WORK ITEM: For the entries that follow, restate word for word the line containing "Target: truck wheel rim", the line containing "Could you spot the firefighter in the", and every line that lies between them.

[Referring expression pointing data]

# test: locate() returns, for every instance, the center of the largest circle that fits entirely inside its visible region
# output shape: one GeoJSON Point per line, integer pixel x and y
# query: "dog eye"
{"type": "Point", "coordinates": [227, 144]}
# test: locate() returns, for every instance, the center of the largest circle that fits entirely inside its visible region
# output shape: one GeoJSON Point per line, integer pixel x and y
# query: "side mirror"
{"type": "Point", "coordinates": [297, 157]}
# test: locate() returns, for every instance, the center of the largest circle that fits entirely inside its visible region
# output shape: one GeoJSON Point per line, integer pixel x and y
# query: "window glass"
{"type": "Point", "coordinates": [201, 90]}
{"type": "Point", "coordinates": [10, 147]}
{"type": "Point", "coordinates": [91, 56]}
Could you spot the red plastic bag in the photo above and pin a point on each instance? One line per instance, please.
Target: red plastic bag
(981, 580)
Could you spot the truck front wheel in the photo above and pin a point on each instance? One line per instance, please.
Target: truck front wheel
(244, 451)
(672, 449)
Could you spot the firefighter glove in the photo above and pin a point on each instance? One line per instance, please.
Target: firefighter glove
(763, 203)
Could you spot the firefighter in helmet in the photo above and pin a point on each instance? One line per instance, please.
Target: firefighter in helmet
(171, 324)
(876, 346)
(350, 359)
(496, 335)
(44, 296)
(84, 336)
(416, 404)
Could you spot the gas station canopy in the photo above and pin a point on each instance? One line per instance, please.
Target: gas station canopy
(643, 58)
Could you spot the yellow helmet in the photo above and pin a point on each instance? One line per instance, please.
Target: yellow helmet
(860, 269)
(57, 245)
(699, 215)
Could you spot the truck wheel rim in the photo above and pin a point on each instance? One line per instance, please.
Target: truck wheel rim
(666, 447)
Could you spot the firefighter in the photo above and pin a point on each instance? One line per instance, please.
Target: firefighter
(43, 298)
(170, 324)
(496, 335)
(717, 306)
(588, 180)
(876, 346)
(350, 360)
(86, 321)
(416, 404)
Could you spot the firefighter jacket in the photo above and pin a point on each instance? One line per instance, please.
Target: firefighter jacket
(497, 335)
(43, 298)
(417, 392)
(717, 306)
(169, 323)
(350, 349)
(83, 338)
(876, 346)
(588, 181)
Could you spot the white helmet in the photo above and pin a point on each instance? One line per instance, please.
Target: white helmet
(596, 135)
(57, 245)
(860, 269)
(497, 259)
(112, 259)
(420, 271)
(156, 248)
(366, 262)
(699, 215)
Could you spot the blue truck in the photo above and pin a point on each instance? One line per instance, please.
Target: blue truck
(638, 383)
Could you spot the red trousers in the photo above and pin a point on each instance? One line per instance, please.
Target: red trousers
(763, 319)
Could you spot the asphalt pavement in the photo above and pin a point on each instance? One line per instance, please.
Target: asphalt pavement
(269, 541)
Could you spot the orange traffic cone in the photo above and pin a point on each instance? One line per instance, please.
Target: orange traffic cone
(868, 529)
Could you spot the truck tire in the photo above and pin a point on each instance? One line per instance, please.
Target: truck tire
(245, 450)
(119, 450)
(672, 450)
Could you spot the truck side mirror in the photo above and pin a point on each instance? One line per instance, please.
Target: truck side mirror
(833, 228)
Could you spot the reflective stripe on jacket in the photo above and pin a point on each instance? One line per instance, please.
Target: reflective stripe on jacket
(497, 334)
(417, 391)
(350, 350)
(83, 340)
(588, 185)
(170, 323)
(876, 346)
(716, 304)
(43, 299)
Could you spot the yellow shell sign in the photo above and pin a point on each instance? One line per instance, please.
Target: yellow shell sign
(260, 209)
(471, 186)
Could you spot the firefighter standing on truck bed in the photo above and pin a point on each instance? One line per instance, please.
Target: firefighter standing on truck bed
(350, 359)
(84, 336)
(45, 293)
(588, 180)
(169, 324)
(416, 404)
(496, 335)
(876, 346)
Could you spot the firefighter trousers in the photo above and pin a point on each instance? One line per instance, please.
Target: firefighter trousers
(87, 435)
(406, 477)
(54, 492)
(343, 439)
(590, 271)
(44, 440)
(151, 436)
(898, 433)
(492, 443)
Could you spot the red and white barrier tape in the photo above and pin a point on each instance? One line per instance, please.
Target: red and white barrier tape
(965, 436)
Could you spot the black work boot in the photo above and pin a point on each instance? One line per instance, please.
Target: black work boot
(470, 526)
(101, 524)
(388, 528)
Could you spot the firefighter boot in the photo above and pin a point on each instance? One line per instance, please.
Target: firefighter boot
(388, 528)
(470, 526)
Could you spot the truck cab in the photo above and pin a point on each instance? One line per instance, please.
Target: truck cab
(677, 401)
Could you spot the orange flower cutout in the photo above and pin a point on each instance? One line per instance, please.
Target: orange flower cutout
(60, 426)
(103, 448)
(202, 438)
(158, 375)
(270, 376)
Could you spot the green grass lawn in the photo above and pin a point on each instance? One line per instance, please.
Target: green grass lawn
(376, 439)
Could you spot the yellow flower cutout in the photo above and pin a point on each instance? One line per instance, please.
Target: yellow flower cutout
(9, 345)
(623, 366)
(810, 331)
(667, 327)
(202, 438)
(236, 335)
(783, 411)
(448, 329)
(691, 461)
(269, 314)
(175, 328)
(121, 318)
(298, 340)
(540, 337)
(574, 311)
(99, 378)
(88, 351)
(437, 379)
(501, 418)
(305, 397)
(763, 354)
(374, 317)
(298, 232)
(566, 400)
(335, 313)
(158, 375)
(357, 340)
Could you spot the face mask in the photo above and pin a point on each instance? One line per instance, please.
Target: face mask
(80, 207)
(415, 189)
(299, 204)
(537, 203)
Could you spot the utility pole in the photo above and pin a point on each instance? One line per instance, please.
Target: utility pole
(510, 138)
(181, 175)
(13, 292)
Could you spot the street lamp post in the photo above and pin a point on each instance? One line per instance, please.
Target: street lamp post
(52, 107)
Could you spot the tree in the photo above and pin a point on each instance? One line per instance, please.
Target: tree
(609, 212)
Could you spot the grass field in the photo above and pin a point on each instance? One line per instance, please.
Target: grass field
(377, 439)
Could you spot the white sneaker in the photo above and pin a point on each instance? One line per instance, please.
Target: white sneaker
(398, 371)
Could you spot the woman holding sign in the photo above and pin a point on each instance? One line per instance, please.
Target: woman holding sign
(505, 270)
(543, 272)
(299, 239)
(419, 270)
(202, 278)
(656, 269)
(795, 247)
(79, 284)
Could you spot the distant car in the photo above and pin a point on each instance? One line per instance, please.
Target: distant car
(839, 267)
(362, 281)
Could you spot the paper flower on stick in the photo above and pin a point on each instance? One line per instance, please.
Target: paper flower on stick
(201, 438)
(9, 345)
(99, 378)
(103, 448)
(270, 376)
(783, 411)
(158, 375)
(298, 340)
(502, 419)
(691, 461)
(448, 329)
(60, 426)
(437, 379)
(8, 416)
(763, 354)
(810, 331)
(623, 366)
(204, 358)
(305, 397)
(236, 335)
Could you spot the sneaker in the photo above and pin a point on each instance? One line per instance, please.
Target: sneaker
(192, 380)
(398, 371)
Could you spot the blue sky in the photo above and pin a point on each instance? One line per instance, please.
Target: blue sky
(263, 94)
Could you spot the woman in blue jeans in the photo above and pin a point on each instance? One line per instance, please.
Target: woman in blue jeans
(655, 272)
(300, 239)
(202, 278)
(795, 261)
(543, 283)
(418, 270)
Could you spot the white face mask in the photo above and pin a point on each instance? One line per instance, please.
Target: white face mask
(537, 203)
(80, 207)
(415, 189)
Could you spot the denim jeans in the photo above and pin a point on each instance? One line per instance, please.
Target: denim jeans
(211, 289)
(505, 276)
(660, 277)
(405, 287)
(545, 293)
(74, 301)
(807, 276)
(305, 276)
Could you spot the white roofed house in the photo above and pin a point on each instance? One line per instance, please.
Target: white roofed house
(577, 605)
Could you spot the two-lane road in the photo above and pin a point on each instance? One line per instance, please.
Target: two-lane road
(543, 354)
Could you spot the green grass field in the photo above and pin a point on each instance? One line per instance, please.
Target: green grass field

ANSWER BOX:
Target: truck wheel rim
(666, 447)
Could you spot the firefighter in the photo above and pin a point on each instance? One line per instance, please.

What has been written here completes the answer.